## The task
Transcribe the passage of the essay on Denis's films that begins with the words "Denis has a" and ends with "history of cinema.", keeping every word and punctuation mark unchanged.

--- BEGIN Text extract ---

Denis has a remarkable attention to the little details of things; almost always, she eschews exposition, trusting that her audience is intelligent enough to figure things out on their own. Her films tend to lean heavily on both the music she uses as a part of her storytelling and on abstract visuals — the endless train tracks, leading both somewhere specific and to nowhere in particular in 35 Rhums; the African landscape of Chocolat, its endless horizon surrounding the little French colonial compound, its hidden dangers and foreboding nighttime sounds drawing the colonialist’s wife and the African houseboy together in a tight web of sexual tension they can neither act upon nor escape; what may be, in Nenette et Boni, perhaps the most erotic use of pizza dough in the history of cinema.

With Denis, the way in which the characters interact with their environment tends to be more relevant than what they have to say about it; conversely, because she uses dialogue so sparingly, when someone does have something to say, those words have a great deal more import than they otherwise might. In Nenette et Boni, the contrast between the lustful young Boni reading aloud his “confessions of a wimp” sexual fantasies concerning the baker’s wife and what he says (and, more importantly, the impotence with which he says it) when he is actually confronted with the object of his lust are used to underscore exactly what Boni is: a boy, on the verge of manhood, but not quite there yet and without a role model to guide him.

Boni is yet a boy who longs to be a man, aches for a man’s freedom to define both his own life and his turf; when we see him in his interactions later with the father who abandoned him, all these layers of who Boni is begin to add up into something far more interesting than just a handsomely brooding adolescent lusting after an older woman. It is the untimely arrival of his estranged, unruly sister Nenette (the lovely, mournful Alice Houri, more recently seen in The Secret of the Grain) — 15 years old, seven months pregnant, and running away from boarding school — that sets in motion the events that will force Boni into accepting responsibility and beginning to become a man.

The identity of the unnamed father of Nenette’s unwanted baby is never explictly stated, but Denis drops some clues here and there — particularly with Nenette’s reaction (or lack therof) to their father when he comes to rescue her — and leaves it to the audience to infer what they will. It’s not key to the plot of the film, really, and yet those clues are an inextricable part of understanding Nenette and Boni as characters, and it’s all done so subtly it may take more than one viewing to fully absorb it all.

When I first saw Nenette et Boni, I found the characters, particularly the sullen, seemingly irrational Nenette, to be brooding, spoiled and rather annoying. On a second viewing, and even more so on a third, I caught how richly both Nenette and Boni as characters are, what a masterful job Denis does in exquistely painting this little lost girl-child character and her equally lost brother, who must somehow get past their mutual conflicts and resentments to find their way through Nenette’s problem together.

In Chocolat, Denis shows us what she has to say about issues of race, colonialism, and the domination of one race by another more through the adult African “houseboy” Protée’s (Isaach De Bankolé, most recently seen in Denis’ lastest film, White Material) quiet dignity in the face of his relegation to the role of servant to a French colonialist, his wife and young daughter than through any of the dialogue.

--- END Text extract ---
--- BEGIN Dataset records ---

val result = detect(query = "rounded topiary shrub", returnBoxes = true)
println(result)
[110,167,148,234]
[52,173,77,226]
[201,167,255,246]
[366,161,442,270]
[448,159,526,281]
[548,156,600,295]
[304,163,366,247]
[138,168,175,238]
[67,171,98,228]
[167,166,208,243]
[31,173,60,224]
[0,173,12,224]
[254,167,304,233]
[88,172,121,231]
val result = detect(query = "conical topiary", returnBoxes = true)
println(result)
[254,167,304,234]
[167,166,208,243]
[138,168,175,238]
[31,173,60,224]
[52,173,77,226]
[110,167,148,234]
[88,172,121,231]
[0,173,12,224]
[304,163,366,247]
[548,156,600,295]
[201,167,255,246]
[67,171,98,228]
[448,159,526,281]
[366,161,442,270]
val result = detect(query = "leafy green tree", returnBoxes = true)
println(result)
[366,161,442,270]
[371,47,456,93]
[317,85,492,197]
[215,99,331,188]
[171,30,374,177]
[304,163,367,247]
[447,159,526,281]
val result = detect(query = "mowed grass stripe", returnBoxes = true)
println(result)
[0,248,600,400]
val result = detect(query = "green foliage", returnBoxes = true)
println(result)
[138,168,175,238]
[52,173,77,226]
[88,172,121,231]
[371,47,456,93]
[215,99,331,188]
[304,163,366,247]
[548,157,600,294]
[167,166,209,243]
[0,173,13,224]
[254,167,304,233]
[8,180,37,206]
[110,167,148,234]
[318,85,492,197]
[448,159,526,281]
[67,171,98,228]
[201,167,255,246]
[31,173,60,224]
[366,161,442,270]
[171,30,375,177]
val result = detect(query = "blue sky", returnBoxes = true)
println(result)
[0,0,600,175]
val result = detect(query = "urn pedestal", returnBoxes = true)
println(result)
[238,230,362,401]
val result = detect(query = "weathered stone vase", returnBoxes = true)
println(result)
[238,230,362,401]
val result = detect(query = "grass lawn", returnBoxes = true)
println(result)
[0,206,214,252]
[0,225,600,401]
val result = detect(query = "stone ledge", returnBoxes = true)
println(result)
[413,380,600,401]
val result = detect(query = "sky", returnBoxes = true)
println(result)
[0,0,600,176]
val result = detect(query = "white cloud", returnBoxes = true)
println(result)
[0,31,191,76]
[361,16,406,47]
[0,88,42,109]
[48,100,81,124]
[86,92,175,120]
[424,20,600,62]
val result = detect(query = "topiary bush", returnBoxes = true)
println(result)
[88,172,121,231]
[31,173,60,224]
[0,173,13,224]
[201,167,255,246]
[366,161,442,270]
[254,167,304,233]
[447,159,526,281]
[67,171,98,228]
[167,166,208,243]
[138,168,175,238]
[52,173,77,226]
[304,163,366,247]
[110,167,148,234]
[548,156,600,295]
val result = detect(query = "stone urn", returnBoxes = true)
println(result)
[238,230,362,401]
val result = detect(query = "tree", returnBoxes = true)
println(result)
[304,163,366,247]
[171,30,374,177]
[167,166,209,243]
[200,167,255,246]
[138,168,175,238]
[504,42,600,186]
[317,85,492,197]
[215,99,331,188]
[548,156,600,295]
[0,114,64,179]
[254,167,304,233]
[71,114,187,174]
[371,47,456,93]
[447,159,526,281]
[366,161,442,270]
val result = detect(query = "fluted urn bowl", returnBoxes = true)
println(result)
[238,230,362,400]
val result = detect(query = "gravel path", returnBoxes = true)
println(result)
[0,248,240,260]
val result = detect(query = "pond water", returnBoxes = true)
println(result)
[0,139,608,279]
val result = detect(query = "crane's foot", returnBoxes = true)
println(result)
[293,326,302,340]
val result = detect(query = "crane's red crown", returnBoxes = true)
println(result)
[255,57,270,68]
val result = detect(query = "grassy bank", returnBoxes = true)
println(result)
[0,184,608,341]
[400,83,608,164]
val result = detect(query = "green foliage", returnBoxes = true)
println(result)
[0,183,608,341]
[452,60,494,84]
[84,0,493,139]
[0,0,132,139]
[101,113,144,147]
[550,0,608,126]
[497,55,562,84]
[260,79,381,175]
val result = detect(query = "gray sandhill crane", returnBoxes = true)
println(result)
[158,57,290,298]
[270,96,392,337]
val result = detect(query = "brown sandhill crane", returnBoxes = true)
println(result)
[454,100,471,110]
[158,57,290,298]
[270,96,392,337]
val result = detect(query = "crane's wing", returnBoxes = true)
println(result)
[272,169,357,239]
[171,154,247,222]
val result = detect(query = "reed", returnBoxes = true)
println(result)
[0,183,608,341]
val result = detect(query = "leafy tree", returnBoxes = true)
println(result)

--- END Dataset records ---

## Full output
Denis has a remarkable attention to the little details of things; almost always, she eschews exposition, trusting that her audience is intelligent enough to figure things out on their own. Her films tend to lean heavily on both the music she uses as a part of her storytelling and on abstract visuals — the endless train tracks, leading both somewhere specific and to nowhere in particular in 35 Rhums; the African landscape of Chocolat, its endless horizon surrounding the little French colonial compound, its hidden dangers and foreboding nighttime sounds drawing the colonialist’s wife and the African houseboy together in a tight web of sexual tension they can neither act upon nor escape; what may be, in Nenette et Boni, perhaps the most erotic use of pizza dough in the history of cinema.